• _Work to do_: Output the lines below as a numbered list with blank lines omitted. Begin at the line that has "the red wall" and stop after the line that has "point(243, 299)".
** Begin Records to process **
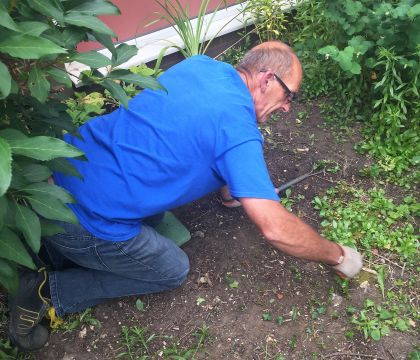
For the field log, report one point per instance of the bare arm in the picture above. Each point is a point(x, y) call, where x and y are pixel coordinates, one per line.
point(288, 233)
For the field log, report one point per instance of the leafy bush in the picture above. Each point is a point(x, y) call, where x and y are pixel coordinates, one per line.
point(269, 18)
point(370, 220)
point(36, 39)
point(191, 35)
point(369, 67)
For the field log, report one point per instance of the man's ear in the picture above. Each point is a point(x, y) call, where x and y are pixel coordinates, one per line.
point(265, 78)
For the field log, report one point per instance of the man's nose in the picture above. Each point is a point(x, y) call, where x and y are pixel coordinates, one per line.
point(285, 107)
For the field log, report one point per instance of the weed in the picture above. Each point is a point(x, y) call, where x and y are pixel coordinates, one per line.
point(370, 220)
point(294, 313)
point(75, 321)
point(233, 284)
point(83, 107)
point(297, 274)
point(266, 316)
point(279, 320)
point(140, 305)
point(375, 321)
point(293, 342)
point(138, 344)
point(269, 18)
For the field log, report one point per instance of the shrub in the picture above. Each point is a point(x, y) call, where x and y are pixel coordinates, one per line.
point(36, 39)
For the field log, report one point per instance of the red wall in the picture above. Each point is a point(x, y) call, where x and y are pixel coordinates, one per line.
point(135, 14)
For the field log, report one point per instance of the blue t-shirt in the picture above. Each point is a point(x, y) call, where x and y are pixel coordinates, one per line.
point(167, 149)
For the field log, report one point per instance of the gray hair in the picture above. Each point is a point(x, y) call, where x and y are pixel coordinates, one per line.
point(277, 56)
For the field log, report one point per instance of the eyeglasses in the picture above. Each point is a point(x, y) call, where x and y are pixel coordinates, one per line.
point(290, 95)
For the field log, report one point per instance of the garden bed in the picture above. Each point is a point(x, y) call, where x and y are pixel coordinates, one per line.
point(243, 299)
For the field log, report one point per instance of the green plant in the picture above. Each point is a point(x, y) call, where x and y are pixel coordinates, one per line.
point(370, 220)
point(36, 39)
point(192, 36)
point(234, 54)
point(375, 321)
point(138, 344)
point(76, 321)
point(293, 342)
point(269, 18)
point(370, 71)
point(83, 107)
point(266, 316)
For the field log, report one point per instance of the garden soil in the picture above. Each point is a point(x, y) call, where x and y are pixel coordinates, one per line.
point(256, 302)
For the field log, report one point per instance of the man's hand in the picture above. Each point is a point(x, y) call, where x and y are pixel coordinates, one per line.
point(351, 263)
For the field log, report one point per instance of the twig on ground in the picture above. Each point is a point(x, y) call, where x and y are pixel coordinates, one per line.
point(353, 354)
point(322, 178)
point(390, 261)
point(402, 271)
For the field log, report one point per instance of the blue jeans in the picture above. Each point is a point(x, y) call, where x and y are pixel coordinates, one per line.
point(88, 270)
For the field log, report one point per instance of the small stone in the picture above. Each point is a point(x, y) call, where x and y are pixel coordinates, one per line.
point(82, 333)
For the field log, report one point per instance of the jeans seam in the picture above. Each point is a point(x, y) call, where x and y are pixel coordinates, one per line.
point(121, 250)
point(98, 256)
point(54, 295)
** End Records to process **
• _Written response_:
1. For the field log, report one point per instance of the red wall in the picture above. Each point is a point(x, y) call, where x and y are pixel coordinates, one per line.
2. point(135, 14)
3. For the field log, report one point per instance of the blue t-shirt in the picture above. Each point is a point(x, y) call, where x and y are pixel coordinates, one per line.
4. point(167, 149)
5. For the field log, report one point per instance of the gray hair in the picture above. Each point is a point(x, y) call, where x and y are pixel coordinates, one per line.
6. point(277, 56)
7. For the field log, report one point per instance of the eyeglasses in the picture above. Each point is a point(x, y) call, where x and y are pixel coordinates, one per line.
8. point(290, 95)
9. For the field log, report one point per instance of the garden bed in the picture above. Each point is a point(x, y) call, where x and y are pixel coordinates, one per line.
10. point(243, 299)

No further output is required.